Document excerpt

== == ==

1.  Three Words: Random Loot Generator.  The absence of this feature is the most surprising thing of all in the game for me.  How do you let a game this good get shown up by a flash game who's sole reason for existence is advertising this game?  Dragon Age: Journeys (the flash game prequel of sorts) has two huge things Dragon Age: Origins does not.  A random loot generator and stamina (basically rogue and warrior mana) potions.

A random loot generator similar to the likes of what we see in games like Diablo, Torchlight, and Dragon Age: Journeys (/facepalm) would have added so much to this game.  Instead we have a never ending stream of identical suits of armor and weapons of varying levels of quality with the occasional piece of armor that is part of a set but often has no special stats of its own (though there are exceptions).  This would have given the game a bit more replayability as players would no longer simply go straight to the location they know their favorite suits of armor are waiting for them.

== == ==

Named-object pointing records:
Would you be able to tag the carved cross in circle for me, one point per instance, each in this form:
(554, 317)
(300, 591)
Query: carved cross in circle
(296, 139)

== == ==

Directives
1. Answer these questions using the Dragon Age: Origins review:
(a) Which game does the review call the flash game prequel of sorts?
(b) According to the review, what are stamina potions basically?
(c) Besides Dragon Age: Journeys, which two games does the review name as having a random loot generator?
2. Name every video game mentioned in the Dragon Age: Origins review.
3. Write the next part of the Dragon Age: Origins review, beginning after its final sentence.

Results by task
1.
(a) Dragon Age: Journeys
(b) Rogue and warrior mana
(c) Diablo and Torchlight

2. Dragon Age: Origins, Dragon Age: Journeys, Diablo, Torchlight

3.
.5  Optional challenge mode content.  This is something I wish the game had but not so much that I'd give it a whole number.  It's common for RPG's to have some option content specifically in place to challenge players.  Dragon Age has a couple dragons to kill but these things take very little time to complete.  Considering there is a fully functional arena in the game it was surprising to me that there wasn't some kind of massively challenging content built around that... I actually got my hopes up when I found the unsactioned (illegal?) matches but those hopes were dashed when I cleared five or so of them and got my reward... they actually were some of the more challenging fights in the game I had encountered up to that point which was perhaps why realizing the event was so finite hurt me so.

Well if anyone read this I certainly commend you.  This is quite long and just my opinion.  I'm sure many will agree and many will disagree.  If you feel I'm off base feel free to yell at me, I rather like discussion of this type.  Thanks for reading.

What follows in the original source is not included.